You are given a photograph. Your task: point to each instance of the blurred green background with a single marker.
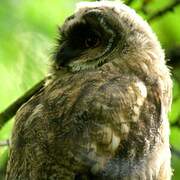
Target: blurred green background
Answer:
(28, 29)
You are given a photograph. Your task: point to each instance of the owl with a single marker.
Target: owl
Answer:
(102, 114)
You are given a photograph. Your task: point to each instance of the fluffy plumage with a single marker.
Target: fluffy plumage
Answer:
(103, 113)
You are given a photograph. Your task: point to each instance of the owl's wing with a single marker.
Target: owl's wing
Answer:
(126, 116)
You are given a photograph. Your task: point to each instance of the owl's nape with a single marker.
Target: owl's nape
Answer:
(103, 113)
(82, 35)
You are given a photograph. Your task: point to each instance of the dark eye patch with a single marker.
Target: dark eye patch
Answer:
(83, 36)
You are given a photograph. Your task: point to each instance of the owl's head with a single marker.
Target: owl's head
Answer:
(99, 32)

_WHAT YOU WILL DO:_ A single number is the whole answer: the number of lines in the entries that include "each".

_SOLUTION TO THE PROBLEM:_ 7